▸ **Written problem**
Reproduce every line of the material below, requests included, and increase each x and y coordinate in the answers by 28. Leave the numbers in the requests and their format samples as they are.

▸ **Data for the task**
§

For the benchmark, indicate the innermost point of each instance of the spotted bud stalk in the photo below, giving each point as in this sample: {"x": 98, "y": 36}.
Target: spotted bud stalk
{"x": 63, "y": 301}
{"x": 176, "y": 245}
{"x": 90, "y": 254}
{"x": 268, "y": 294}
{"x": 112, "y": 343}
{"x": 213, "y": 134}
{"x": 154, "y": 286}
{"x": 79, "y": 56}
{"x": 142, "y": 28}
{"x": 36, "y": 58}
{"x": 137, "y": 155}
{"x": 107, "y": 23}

§

▸ **Written response**
For the benchmark, indicate the innermost point of each instance of the spotted bud stalk in the photo below, giving each point as in this sample: {"x": 98, "y": 36}.
Target: spotted bud stalk
{"x": 91, "y": 329}
{"x": 204, "y": 273}
{"x": 118, "y": 282}
{"x": 296, "y": 322}
{"x": 140, "y": 371}
{"x": 241, "y": 162}
{"x": 182, "y": 314}
{"x": 107, "y": 84}
{"x": 170, "y": 56}
{"x": 64, "y": 86}
{"x": 165, "y": 183}
{"x": 135, "y": 51}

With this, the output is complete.